*Task statement*
Rewrite the material below as a numbered list with one line per number, skipping any blank lines and leaving out the pictures.

*Pointing and labeling entries*
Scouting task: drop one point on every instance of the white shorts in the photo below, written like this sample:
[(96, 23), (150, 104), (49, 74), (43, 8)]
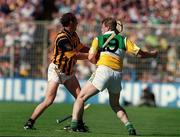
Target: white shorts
[(105, 77), (56, 75)]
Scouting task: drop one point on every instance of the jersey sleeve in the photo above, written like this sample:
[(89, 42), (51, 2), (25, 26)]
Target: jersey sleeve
[(132, 47), (94, 46)]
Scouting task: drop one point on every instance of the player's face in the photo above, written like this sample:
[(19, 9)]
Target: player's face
[(104, 28)]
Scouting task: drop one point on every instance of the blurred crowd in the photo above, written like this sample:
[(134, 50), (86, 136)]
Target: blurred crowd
[(149, 23)]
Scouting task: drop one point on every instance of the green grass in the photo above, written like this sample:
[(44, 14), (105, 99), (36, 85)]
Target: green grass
[(149, 122)]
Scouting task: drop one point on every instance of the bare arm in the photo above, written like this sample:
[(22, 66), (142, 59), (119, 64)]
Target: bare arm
[(145, 54), (93, 57)]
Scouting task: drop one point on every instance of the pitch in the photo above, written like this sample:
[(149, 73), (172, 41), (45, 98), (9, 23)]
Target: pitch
[(149, 122)]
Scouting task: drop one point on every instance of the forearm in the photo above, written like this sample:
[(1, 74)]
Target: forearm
[(81, 56), (145, 54)]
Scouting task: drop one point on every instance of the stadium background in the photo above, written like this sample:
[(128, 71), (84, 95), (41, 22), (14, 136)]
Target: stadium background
[(28, 28)]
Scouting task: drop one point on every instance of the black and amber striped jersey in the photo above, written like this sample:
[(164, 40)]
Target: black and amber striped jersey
[(66, 45)]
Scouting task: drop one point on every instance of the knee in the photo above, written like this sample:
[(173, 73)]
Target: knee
[(81, 98), (47, 103)]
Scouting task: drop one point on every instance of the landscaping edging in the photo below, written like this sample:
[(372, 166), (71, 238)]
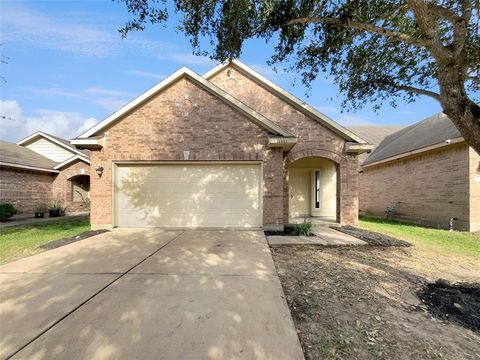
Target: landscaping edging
[(65, 241), (371, 237)]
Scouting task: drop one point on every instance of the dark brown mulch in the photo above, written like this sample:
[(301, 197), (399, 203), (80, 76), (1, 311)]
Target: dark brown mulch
[(371, 237), (287, 231), (65, 241), (459, 303)]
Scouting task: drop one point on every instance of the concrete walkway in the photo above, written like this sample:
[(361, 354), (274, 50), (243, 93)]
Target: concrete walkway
[(323, 236), (148, 294)]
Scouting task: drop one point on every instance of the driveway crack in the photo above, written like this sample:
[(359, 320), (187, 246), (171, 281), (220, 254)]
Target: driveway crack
[(98, 292)]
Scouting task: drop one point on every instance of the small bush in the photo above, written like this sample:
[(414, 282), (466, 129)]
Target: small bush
[(303, 229), (7, 211), (55, 205)]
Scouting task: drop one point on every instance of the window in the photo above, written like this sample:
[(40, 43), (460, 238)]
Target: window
[(317, 188)]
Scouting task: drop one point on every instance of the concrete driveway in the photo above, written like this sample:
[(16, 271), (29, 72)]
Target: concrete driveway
[(148, 294)]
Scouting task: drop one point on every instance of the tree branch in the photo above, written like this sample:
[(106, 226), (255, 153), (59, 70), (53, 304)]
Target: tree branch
[(417, 91), (366, 27)]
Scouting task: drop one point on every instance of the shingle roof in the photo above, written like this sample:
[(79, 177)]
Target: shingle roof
[(67, 143), (430, 131), (374, 134), (19, 155)]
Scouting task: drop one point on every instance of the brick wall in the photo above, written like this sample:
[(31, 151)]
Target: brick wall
[(432, 187), (185, 117), (25, 189), (313, 139), (62, 186), (474, 176)]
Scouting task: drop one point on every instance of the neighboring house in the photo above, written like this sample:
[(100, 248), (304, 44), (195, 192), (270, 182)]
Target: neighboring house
[(227, 149), (426, 174), (373, 134), (41, 168)]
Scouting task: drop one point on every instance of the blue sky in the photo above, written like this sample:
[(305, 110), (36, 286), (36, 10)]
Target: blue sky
[(68, 68)]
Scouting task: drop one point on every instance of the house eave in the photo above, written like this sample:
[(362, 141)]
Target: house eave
[(281, 142), (26, 167), (89, 143), (355, 148), (414, 152), (289, 98)]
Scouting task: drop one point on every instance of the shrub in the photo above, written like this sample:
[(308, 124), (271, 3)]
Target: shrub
[(55, 205), (40, 209), (7, 211), (303, 229)]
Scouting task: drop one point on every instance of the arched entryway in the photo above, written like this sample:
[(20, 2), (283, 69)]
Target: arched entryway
[(312, 189), (78, 196)]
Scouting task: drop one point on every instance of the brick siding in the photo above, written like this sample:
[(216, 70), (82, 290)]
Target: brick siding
[(25, 189), (432, 187), (186, 117)]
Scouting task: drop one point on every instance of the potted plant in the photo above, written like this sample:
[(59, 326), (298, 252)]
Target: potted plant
[(40, 212), (54, 208)]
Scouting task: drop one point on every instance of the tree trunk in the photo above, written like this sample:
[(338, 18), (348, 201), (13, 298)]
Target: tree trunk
[(463, 112)]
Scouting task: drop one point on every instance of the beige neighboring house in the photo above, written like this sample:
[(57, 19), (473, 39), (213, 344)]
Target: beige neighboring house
[(229, 149), (41, 168), (426, 174)]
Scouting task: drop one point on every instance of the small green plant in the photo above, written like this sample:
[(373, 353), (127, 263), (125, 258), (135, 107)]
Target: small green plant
[(55, 205), (7, 211), (40, 209), (303, 229)]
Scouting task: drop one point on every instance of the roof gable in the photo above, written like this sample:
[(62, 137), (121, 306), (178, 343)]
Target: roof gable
[(55, 141), (434, 130), (18, 156), (199, 81), (287, 97)]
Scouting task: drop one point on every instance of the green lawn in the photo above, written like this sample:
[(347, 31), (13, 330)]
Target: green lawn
[(23, 240), (441, 240)]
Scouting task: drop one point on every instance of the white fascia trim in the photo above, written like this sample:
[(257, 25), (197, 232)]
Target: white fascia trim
[(68, 161), (28, 167), (205, 84), (42, 134), (414, 152), (352, 147), (89, 142), (291, 99)]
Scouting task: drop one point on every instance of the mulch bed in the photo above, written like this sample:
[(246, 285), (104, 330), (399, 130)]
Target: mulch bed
[(65, 241), (372, 238), (459, 303), (287, 231)]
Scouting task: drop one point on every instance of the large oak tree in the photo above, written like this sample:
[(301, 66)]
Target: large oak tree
[(376, 50)]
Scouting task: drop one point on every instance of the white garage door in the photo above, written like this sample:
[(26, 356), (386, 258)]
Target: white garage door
[(187, 195)]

*Result of this exercise*
1. Scouting task: drop one point on every instance of the white shorts in the photo below, written like this sample:
2. [(96, 23), (150, 104), (49, 74), (43, 8)]
3. Target: white shorts
4. [(105, 77), (56, 75)]
5. Scouting task: drop one point on every instance of the jersey sleeve in the photo above, written like this sample:
6. [(89, 42), (51, 2), (25, 26)]
7. Target: jersey sleeve
8. [(132, 47), (94, 46)]
9. Scouting task: drop one point on every instance of the player's face in the photo above, written like this sample:
10. [(19, 9)]
11. Target: player's face
12. [(104, 28)]
13. Scouting task: drop one point on every instance of the blurred crowd in the photo above, written like this sample:
14. [(134, 50), (86, 136)]
15. Target: blurred crowd
16. [(149, 23)]
17. Scouting task: drop one point on every instance of the green grass in the photo above, written like this sample:
18. [(44, 14), (105, 99), (36, 85)]
19. Target: green grass
20. [(149, 122)]
21. Scouting task: drop one point on every instance of the bare arm in the photo above, written like this sample:
22. [(22, 66), (142, 59), (119, 64)]
23. Target: bare arm
24. [(145, 54), (93, 57)]
25. Scouting task: drop one point on every instance of the pitch in the photo above, written like this sample:
26. [(149, 73), (172, 41), (45, 98), (9, 23)]
27. Target: pitch
28. [(149, 122)]
29. Scouting task: drop one point on every instance of the forearm in the photo above, written like this sample:
30. [(1, 74)]
31. Target: forearm
32. [(81, 56), (145, 54)]
33. Scouting task: drop one point on every instance of the stadium background in the photo above, written like this sample:
34. [(128, 71), (84, 95), (41, 22), (14, 136)]
35. Target: stadium background
36. [(28, 28)]
37. Scouting task: drop one point on every instance of the black and amber striped jersey in the photo above, written like this sample:
38. [(164, 40)]
39. Target: black and amber striped jersey
40. [(66, 45)]
41. Scouting task: drop one point on every instance of the knee in the photo above, written like this sample:
42. [(173, 73)]
43. Target: knee
44. [(81, 98), (47, 103)]
45. Scouting task: drop one point on every instance of the landscaping edging in the photo below, written like this sample:
46. [(372, 166), (71, 238)]
47. Target: landscaping edging
48. [(65, 241), (371, 237)]
49. Scouting task: drop one point on every instance of the dark brown mulch in the photo above, written like this sample:
50. [(301, 197), (399, 203), (80, 76), (1, 311)]
51. Target: dark brown mulch
52. [(371, 237), (287, 231), (65, 241), (459, 303)]
53. Scouting task: drop one point on every instance of the concrete walkway in the photo above, written like this sample:
54. [(361, 354), (274, 50), (243, 93)]
55. Target: concrete walkway
56. [(323, 236), (148, 294)]
57. Scouting task: drop one point on every instance of the driveway crack in the photo above, written like this sample:
58. [(359, 320), (187, 246), (171, 281), (220, 254)]
59. Target: driveway crack
60. [(98, 292)]
61. Scouting task: drop one point on every instance of the small bush in the photo above, written like this sample:
62. [(414, 282), (466, 129)]
63. Target: small bush
64. [(303, 229), (7, 211), (55, 205)]
65. Scouting task: drop one point on every instance of the window in the photo above, written like this sample:
66. [(40, 43), (460, 238)]
67. Target: window
68. [(317, 188)]
69. Scouting task: drop one point on every instance of the concrete driveway in the photo above, written like this sample:
70. [(16, 271), (29, 72)]
71. Target: concrete driveway
72. [(148, 294)]
73. Scouting task: drop one point on every instance of the tree branch in the photo above, written like this sample:
74. [(106, 226), (255, 153), (59, 70), (53, 304)]
75. Target: tree branch
76. [(417, 91), (366, 27)]
77. Scouting task: drop one point on every instance of the shingle roof in the photo above, written like this sample:
78. [(79, 177)]
79. Target: shingle roof
80. [(67, 143), (430, 131), (374, 134), (19, 155)]
81. Scouting task: drop one point on every instance of the brick wall in the photo above, written like this sample:
82. [(31, 151)]
83. Target: brick wall
84. [(432, 187), (185, 117), (25, 189), (313, 139), (62, 186), (474, 176)]
85. Scouting task: drop one point on every instance of the neighboring house in the photo above, written like this sample:
86. [(100, 248), (304, 44), (195, 192), (270, 182)]
87. Target: neighboring house
88. [(227, 149), (426, 174), (373, 134), (41, 168)]
89. Scouting task: drop one point on every instance of the blue sky in the photo above, written like this sample:
90. [(305, 110), (36, 286), (36, 10)]
91. Target: blue sky
92. [(68, 68)]
93. Scouting task: drop one point on every instance of the house eave in the photo above, written like this sample:
94. [(362, 141)]
95. Target: house eave
96. [(281, 142), (26, 167), (89, 143), (355, 148), (414, 152), (289, 98)]
97. Scouting task: drop one point on every instance of the shrub in the photo above, written like this sample:
98. [(308, 124), (271, 3)]
99. Target: shrub
100. [(55, 205), (40, 209), (7, 211), (303, 229)]
101. Scouting task: drop one point on every instance of the arched entryway in the photo above, written like this sample:
102. [(20, 2), (283, 69)]
103. Target: arched entryway
104. [(312, 189), (78, 196)]
105. Scouting task: drop one point on every instance of the brick siding in the photo above, written like this sample:
106. [(216, 70), (82, 290)]
107. Target: brick siding
108. [(25, 189), (432, 187), (186, 117)]
109. Scouting task: drop one point on every instance of the potted plant in the photo above, written like this sample:
110. [(59, 326), (298, 252)]
111. Target: potted plant
112. [(40, 212), (54, 208)]
113. Scouting task: drop one point on every instance of the tree trunk in the photo above, written like this sample:
114. [(338, 18), (348, 201), (13, 298)]
115. Target: tree trunk
116. [(463, 112)]
117. Scouting task: drop one point on every instance of the beige neighboring house in the photo above, written like this sample:
118. [(57, 19), (473, 39), (213, 344)]
119. Target: beige neighboring house
120. [(229, 149), (41, 168), (426, 174)]
121. Scouting task: drop one point on every instance of the small green plant in the photo above, written like this sample:
122. [(373, 353), (127, 263), (125, 258), (135, 107)]
123. Target: small green plant
124. [(55, 205), (7, 211), (40, 209), (303, 229)]
125. Scouting task: drop one point on every instance of the roof gable in the photo above, written like this sample:
126. [(62, 137), (121, 306), (178, 343)]
127. Target: roof gable
128. [(55, 141), (434, 130), (18, 156), (199, 81), (287, 97)]
129. Scouting task: drop one point on every instance of the green lawn in the photo above, written like this sample:
130. [(347, 31), (13, 330)]
131. Target: green lawn
132. [(23, 240), (441, 240)]
133. Scouting task: drop one point on every instance of the white fascia trim in the photo above, written like this sample:
134. [(257, 25), (197, 232)]
135. Target: white fascia trim
136. [(68, 161), (28, 167), (205, 84), (42, 134), (414, 152), (352, 147), (89, 142), (291, 99)]
137. Scouting task: drop one point on every instance of the mulch bed in the photo above, written like this sample:
138. [(246, 285), (104, 330), (399, 130)]
139. Target: mulch bed
140. [(65, 241), (372, 238), (459, 303), (287, 231)]
141. Scouting task: drop one point on every instance of the large oak tree in the photo above, written like this sample:
142. [(301, 66)]
143. Target: large oak tree
144. [(376, 50)]
145. Scouting task: drop one point on every instance of the white garage door in the photo above, written like this sample:
146. [(26, 356), (386, 258)]
147. Target: white garage door
148. [(187, 195)]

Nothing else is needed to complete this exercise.